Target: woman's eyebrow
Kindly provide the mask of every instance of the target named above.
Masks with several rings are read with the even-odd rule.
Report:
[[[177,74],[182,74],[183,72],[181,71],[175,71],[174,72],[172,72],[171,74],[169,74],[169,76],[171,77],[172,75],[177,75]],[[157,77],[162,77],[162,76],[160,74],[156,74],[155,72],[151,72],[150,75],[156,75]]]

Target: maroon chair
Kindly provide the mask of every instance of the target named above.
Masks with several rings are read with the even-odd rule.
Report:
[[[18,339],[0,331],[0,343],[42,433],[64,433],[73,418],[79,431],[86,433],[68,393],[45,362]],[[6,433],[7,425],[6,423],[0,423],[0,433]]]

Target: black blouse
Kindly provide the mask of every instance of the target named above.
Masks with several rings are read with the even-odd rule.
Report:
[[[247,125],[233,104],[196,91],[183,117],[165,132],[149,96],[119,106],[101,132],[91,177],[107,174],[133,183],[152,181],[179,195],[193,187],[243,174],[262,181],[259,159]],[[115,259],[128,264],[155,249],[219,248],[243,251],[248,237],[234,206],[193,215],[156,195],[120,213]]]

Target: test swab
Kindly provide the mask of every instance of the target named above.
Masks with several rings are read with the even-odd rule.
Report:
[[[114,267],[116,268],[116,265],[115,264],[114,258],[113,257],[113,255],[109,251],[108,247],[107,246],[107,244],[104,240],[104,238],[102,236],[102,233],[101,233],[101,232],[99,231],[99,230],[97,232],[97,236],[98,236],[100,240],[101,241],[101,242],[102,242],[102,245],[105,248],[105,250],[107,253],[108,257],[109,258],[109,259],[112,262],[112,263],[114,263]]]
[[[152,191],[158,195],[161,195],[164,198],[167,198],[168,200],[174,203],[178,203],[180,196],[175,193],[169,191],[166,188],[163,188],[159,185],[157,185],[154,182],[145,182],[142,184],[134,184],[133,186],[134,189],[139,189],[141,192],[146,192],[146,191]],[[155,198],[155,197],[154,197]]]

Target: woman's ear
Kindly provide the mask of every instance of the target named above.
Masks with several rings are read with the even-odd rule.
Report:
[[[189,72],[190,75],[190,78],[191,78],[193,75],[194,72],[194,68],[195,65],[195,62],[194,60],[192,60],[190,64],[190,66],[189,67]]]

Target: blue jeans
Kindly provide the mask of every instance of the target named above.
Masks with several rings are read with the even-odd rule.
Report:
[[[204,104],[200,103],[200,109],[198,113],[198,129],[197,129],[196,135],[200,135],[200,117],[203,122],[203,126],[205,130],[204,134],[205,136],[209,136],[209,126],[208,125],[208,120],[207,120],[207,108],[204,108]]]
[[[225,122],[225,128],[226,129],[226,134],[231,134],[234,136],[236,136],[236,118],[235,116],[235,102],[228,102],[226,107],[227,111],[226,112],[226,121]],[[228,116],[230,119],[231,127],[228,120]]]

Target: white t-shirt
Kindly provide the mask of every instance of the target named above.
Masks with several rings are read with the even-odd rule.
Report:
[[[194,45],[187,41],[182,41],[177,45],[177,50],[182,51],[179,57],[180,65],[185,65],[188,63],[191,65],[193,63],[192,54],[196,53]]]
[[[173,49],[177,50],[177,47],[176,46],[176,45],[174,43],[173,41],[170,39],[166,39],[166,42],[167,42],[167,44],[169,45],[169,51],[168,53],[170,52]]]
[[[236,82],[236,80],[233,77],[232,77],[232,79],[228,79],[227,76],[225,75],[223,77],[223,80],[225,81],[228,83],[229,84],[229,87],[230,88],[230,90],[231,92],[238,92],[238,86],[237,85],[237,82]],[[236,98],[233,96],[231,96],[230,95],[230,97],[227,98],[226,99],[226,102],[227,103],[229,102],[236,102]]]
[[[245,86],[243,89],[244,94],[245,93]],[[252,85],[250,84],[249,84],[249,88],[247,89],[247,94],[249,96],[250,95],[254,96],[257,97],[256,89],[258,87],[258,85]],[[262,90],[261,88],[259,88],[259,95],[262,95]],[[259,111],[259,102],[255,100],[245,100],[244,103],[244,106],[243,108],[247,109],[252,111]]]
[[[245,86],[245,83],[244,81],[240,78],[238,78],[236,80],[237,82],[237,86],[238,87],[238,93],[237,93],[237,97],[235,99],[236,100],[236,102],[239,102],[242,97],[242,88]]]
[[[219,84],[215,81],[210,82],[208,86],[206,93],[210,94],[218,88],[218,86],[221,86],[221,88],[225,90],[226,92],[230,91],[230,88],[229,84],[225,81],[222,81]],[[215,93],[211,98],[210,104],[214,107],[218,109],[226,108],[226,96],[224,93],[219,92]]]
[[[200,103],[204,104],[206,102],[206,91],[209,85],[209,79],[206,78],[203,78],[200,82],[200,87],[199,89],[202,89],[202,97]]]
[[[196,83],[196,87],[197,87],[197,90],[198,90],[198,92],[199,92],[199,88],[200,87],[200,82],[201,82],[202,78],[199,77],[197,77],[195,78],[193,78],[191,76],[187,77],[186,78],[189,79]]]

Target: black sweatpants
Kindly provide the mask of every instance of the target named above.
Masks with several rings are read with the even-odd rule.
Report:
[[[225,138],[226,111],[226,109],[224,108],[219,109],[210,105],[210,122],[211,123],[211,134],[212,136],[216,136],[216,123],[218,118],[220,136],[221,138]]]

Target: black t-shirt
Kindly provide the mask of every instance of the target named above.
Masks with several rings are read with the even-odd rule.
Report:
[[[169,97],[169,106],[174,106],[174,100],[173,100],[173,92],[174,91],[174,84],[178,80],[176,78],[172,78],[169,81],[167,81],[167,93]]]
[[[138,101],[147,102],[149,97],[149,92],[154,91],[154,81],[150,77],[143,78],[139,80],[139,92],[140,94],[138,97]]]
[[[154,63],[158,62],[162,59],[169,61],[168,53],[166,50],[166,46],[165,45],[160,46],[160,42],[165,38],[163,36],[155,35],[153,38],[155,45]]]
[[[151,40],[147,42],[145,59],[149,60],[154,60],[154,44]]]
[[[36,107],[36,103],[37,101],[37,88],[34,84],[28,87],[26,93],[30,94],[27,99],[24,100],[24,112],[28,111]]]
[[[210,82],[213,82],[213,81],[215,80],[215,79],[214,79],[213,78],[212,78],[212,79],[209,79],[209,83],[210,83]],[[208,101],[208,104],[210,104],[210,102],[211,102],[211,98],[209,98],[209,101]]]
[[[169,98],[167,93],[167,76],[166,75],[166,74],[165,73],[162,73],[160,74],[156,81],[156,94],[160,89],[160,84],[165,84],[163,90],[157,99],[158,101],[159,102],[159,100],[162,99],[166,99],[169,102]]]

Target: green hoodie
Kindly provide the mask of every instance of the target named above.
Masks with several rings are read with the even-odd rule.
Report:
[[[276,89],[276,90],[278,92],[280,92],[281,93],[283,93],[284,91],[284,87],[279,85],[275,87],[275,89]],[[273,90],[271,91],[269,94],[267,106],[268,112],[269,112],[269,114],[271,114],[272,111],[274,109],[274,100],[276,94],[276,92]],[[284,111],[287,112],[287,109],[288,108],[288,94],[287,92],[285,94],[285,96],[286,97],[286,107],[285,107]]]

* _Exercise details_
List each line from the entries above that contains the string "black".

* _Answer to this problem_
Target: black blouse
Target: black sweatpants
Target: black t-shirt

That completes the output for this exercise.